- _Records shown_
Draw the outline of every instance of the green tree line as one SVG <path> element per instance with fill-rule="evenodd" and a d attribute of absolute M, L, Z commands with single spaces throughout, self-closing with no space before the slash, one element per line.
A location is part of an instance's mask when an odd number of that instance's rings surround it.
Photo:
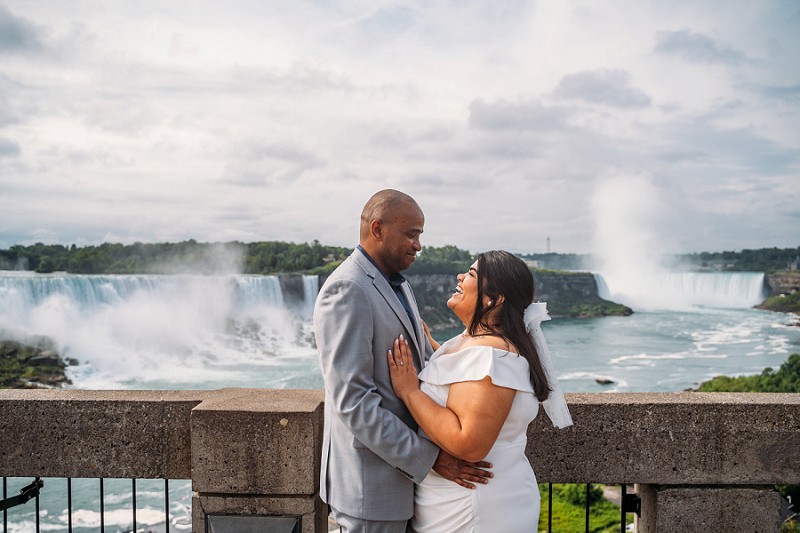
<path fill-rule="evenodd" d="M 800 259 L 797 248 L 760 248 L 741 252 L 700 252 L 685 254 L 684 259 L 700 266 L 719 265 L 721 270 L 775 272 L 785 270 Z"/>
<path fill-rule="evenodd" d="M 318 241 L 200 243 L 104 243 L 64 246 L 37 243 L 0 250 L 0 270 L 33 270 L 73 274 L 275 274 L 332 271 L 352 248 L 325 246 Z M 457 273 L 471 263 L 471 255 L 455 246 L 425 246 L 410 272 Z"/>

- _Problem statement_
Copy out every line of the entries above word for word, leaving out the pictures.

- _Task answer_
Draw the outline of every instance of the green tree line as one SVG <path> element per instance with fill-rule="evenodd" and a d attribute of absolute M, L, Z commands with single spaces throughout, self-closing with no space before the slash, one element per line.
A location is part of an instance's mask when an odd number of that instance's rings surround it.
Photo:
<path fill-rule="evenodd" d="M 800 259 L 797 248 L 760 248 L 741 252 L 700 252 L 685 254 L 684 259 L 700 266 L 719 265 L 721 270 L 775 272 L 785 270 Z"/>
<path fill-rule="evenodd" d="M 318 241 L 200 243 L 104 243 L 64 246 L 37 243 L 0 250 L 0 270 L 33 270 L 73 274 L 275 274 L 332 271 L 352 248 L 325 246 Z M 457 273 L 471 263 L 471 255 L 455 246 L 425 246 L 410 272 Z"/>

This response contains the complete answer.